» Estratto del documento
☆ ☆ ☆

Gemelli? Boh, Forse
Si dice che ognuno di noi ha una doppia anima...
by D&D
…Quello che state per leggere non è il prodotto di ricerche accademiche, ma divagazioni di un passante per caso intorno alla tecnologia.
Hai mai provato a risolvere un problema con il servizio clienti e, anziché parlare con una persona, ti sei trovato faccia a faccia (o meglio, schermo a schermo) con una chatbot? “Ciao! Sono qui per aiutarti. Come posso esserti utile oggi?” Suona bene, vero? Peccato che, dieci minuti dopo, tu sia lì a gridare davanti al telefono: “Parla con un operatore umano!” e il bot, imperturbabile, continui a proporti soluzioni che non c’entrano nulla.
Benvenuti nel fascino delle chatbot, quelle simpatiche intelligenze artificiali programmate per aiutarci, ma che spesso ci regalano momenti di pura frustrazione. Sono ormai ovunque: nei siti di e-commerce, nelle app di servizio clienti, perfino nelle nostre app di messaggistica. A volte sono utili, altre sembrano lì solo per testare i nostri limiti di pazienza.
La prima cosa che colpisce di una chatbot è la sua apparente disponibilità. Non importa l’ora del giorno o della notte, è sempre lì, pronta ad accoglierti con un “Buongiorno!” anche se sono le 3 del mattino. La gentilezza non manca mai: è come parlare con qualcuno che non si stanca mai di ascoltarti (o meglio, di leggere i tuoi input). E ammettiamolo, c’è una strana soddisfazione nel sapere che non dovrai mai aspettare in linea o ripetere più volte il tuo problema. Fin qui, tutto bene.
Ma poi arriva il momento critico: spieghi il tuo problema e il chatbot ti risponde con una soluzione che sembra uscita da un’altra dimensione. “Ho perso il mio pacco,” digiti, sperando in un aiuto rapido. E la risposta? “Capisco! Ti interessa vedere la nostra nuova collezione di felpe?”. In quel momento ti rendi conto che stai avendo una conversazione con qualcosa che, per quanto sembri umano, non lo è affatto. Ed è qui che nasce la frustrazione.

☆ ☆ ☆

» Dati forniti
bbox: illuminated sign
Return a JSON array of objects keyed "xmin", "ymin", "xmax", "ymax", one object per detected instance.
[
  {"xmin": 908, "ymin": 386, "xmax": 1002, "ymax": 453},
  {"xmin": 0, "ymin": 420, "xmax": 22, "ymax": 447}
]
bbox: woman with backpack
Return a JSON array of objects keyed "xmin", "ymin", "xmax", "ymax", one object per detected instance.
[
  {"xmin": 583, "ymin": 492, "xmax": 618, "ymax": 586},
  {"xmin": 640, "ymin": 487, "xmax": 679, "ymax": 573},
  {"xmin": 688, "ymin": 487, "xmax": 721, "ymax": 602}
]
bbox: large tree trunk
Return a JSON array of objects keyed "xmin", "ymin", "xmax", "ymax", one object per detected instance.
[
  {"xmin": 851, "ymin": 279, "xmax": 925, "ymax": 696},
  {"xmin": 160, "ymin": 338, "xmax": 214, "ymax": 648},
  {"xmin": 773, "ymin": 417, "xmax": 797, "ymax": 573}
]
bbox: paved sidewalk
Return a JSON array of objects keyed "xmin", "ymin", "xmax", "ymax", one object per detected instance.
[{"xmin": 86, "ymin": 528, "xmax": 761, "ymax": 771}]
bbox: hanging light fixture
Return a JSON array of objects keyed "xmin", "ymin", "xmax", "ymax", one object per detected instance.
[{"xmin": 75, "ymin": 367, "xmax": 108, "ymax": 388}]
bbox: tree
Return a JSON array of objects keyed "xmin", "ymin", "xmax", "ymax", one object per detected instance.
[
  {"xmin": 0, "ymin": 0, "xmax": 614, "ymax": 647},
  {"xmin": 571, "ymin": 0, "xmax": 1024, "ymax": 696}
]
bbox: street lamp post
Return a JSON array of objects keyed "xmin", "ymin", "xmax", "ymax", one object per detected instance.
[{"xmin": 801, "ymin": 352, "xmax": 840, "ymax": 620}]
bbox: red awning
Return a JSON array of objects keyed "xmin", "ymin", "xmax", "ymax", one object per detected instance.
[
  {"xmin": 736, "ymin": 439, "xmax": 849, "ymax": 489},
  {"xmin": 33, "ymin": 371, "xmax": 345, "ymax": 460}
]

☆ ☆ ☆

» Consegne
a – Estrai dal testo sulle chatbot il passo che comincia con le parole "Hai mai provato" e si ferma dopo "limiti di pazienza.", copiandolo senza alcuna modifica.
b – Nel testo sulle chatbot, che cosa risponde il bot quando l'utente scrive di aver perso il pacco?

» Ecco le risposte
a –
Hai mai provato a risolvere un problema con il servizio clienti e, anziché parlare con una persona, ti sei trovato faccia a faccia (o meglio, schermo a schermo) con una chatbot? “Ciao! Sono qui per aiutarti. Come posso esserti utile oggi?” Suona bene, vero? Peccato che, dieci minuti dopo, tu sia lì a gridare davanti al telefono: “Parla con un operatore umano!” e il bot, imperturbabile, continui a proporti soluzioni che non c’entrano nulla.
Benvenuti nel fascino delle chatbot, quelle simpatiche intelligenze artificiali programmate per aiutarci, ma che spesso ci regalano momenti di pura frustrazione. Sono ormai ovunque: nei siti di e-commerce, nelle app di servizio clienti, perfino nelle nostre app di messaggistica. A volte sono utili, altre sembrano lì solo per testare i nostri limiti di pazienza.

b – "Capisco! Ti interessa vedere la nostra nuova collezione di felpe?"